→ Required work: Print out every record below, exactly as written.

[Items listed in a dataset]

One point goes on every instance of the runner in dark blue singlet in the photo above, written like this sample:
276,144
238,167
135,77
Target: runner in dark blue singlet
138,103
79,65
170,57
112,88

→ Result:
One point goes on every instance of the runner in dark blue singlet in the photo above, written like this sample:
276,144
238,167
135,77
Target: runner in dark blue singlet
138,103
79,65
170,57
112,88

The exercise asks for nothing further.